begin TEXT TO READ

In this spirit, we are publishing a paper by David Stoesz which examines the recent evolution of the policies which collectively comprise the welfare state. His 2005 book, Quixote's Ghost, offered a groundbreaking critique of how emerging philosophical battles fought between the left and right transformed the delivery of social policy, epitomized by the welfare reform efforts of the 1990s. In the subsequent years, he observes how the private sector has continued to increased its influence over welfare policy but has created new opportunities for policy reform in the process. Stoesz describes the emergence of what he calls the dynamic welfare state, which (in contrast to its more bureaucratic predecessor) is more open to policy innovations and places a greater emphasis on mobility and empowerment.

Many recent policy innovations have emanated from the nonprofit sector, which has increasingly incubated and directed demonstration projects and real world policy experiments designed to create an evidence base for policymaking. In the process, the responsibility for policy development has shifted so that it is no long an exclusive task of government. The paper explores the implications of these developments. It potentially creates a more dynamic space where multiple actors and institutions can explore alternative interventions which in turn can inform new policy efforts. The emergence of the asset-building field can be viewed in this context. Not only is this arrangement more reflective of the American experience, which historically has assigned a larger role for the private sector in the delivery of social policy than its European counterparts, but there may be a significant upside to these trends if government can be responsive to these learning and innovations. On the flip side, Stoesz introduces us to a host of new challenges, including the high-bar of an evidence-based policy standard and outsized corporate influence in the public sphere.

end TEXT TO READ
begin RECORDS

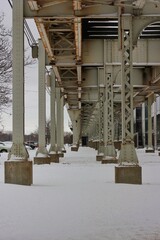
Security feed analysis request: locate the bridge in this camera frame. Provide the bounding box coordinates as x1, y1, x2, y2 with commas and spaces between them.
5, 0, 160, 184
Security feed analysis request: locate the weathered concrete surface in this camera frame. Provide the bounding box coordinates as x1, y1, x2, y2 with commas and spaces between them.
5, 160, 33, 185
102, 157, 118, 164
49, 153, 59, 163
71, 146, 79, 152
145, 149, 155, 153
96, 155, 104, 161
34, 157, 51, 164
115, 166, 142, 184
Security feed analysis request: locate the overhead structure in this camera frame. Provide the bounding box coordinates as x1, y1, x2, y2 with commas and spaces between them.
5, 0, 160, 186
24, 0, 160, 141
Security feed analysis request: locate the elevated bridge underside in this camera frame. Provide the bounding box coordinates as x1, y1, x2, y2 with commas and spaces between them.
5, 0, 160, 185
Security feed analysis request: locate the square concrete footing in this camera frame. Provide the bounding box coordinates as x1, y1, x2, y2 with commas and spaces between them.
145, 149, 155, 153
34, 157, 51, 165
58, 152, 64, 157
71, 146, 78, 152
4, 160, 33, 185
102, 158, 118, 164
115, 166, 142, 184
49, 154, 59, 163
96, 155, 104, 161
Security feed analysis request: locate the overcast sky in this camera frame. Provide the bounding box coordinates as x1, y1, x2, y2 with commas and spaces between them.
0, 0, 69, 134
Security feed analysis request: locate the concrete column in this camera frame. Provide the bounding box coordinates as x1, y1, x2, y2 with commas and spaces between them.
142, 102, 146, 147
61, 96, 66, 153
34, 39, 50, 164
102, 41, 117, 163
49, 69, 57, 153
146, 94, 154, 152
5, 0, 32, 185
96, 68, 105, 161
8, 0, 29, 160
154, 98, 157, 150
56, 87, 63, 157
49, 69, 59, 163
68, 109, 81, 151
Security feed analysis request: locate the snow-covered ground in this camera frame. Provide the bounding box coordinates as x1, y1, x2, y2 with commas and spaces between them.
0, 147, 160, 240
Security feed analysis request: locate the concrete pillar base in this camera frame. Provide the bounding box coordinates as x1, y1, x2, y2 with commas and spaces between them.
114, 141, 122, 150
96, 155, 104, 161
4, 160, 33, 185
115, 166, 142, 184
145, 149, 155, 153
49, 153, 59, 163
34, 157, 51, 164
71, 146, 78, 152
58, 152, 64, 157
102, 157, 118, 164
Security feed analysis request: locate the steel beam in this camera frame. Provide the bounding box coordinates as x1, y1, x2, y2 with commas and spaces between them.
36, 39, 48, 158
8, 0, 29, 160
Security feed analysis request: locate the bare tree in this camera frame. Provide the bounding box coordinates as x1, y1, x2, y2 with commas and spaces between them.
0, 15, 12, 113
0, 14, 36, 125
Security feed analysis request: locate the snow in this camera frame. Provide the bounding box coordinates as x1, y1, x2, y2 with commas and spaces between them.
0, 147, 160, 240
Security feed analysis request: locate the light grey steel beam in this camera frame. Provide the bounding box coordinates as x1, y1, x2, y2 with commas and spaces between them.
36, 39, 48, 157
118, 15, 138, 165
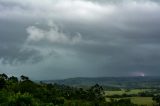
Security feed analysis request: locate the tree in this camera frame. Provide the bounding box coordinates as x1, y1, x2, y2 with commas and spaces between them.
152, 95, 160, 106
88, 84, 105, 106
21, 75, 29, 81
8, 76, 18, 83
0, 73, 8, 80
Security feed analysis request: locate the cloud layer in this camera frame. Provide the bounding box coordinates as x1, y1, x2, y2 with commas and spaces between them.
0, 0, 160, 79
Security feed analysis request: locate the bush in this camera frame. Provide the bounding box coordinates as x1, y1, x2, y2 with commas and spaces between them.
8, 93, 38, 106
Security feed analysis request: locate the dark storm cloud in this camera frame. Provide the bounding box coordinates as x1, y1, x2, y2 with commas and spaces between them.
0, 0, 160, 79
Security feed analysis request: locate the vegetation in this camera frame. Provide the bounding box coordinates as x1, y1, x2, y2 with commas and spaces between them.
0, 74, 160, 106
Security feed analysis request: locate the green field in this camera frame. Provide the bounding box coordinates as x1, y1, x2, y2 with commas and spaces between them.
105, 89, 154, 106
105, 89, 149, 96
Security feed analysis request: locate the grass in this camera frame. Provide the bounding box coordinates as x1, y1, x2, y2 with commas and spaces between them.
105, 89, 148, 96
105, 89, 154, 106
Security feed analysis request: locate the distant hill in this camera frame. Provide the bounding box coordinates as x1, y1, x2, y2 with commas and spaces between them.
43, 77, 160, 88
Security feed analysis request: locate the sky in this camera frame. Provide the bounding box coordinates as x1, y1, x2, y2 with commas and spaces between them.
0, 0, 160, 80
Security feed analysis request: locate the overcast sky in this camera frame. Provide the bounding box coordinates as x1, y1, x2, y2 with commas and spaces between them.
0, 0, 160, 79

end RECORDS

REQUIRED ACTIONS ->
1: Recast the stretch of the records from the line containing "Security feed analysis request: locate the bush" through the line containing "0, 74, 160, 106" as a numbered list, leaving out any blank lines.
2: Continue the text on the evolving welfare state from where it stops.

RESPONSE LIST ->
1:
1. Security feed analysis request: locate the bush in this camera frame. Provide the bounding box coordinates as x1, y1, x2, y2 with commas and spaces between them.
2. 8, 93, 38, 106
3. Security feed analysis request: locate the dark storm cloud in this camera frame. Provide the bounding box coordinates as x1, y1, x2, y2 with commas and spaces between them.
4. 0, 0, 160, 79
5. Security feed analysis request: locate the vegetation in this camera frame. Provide the bounding box coordinates as x1, y1, x2, y2 with commas and spaces between them.
6. 0, 74, 160, 106

2:
Beyond its excellent review of the evolution in social policy efforts, the paper argues sounds a cautious but hopeful note.

Undoubtedly, the dynamic welfare state will discomfit liberal social activists who have advocated benefits without attending to taxpayer concerns about the cost of open ended entitlements or the pernicious effects of social programs on recipients of services. But a dynamic welfare state will provide the justification for increasing investments in social capital to which conservatives have reflexively objected. Continual experimentation of social programs will prove of substantial public benefit in the long run as harmful programs are replaced by more effective interventions. Ultimately, the dynamic welfare state, which values consumer preference, optimizes program investments, and incorporates continual renewal will be more congruent with the requirements of 21st century America.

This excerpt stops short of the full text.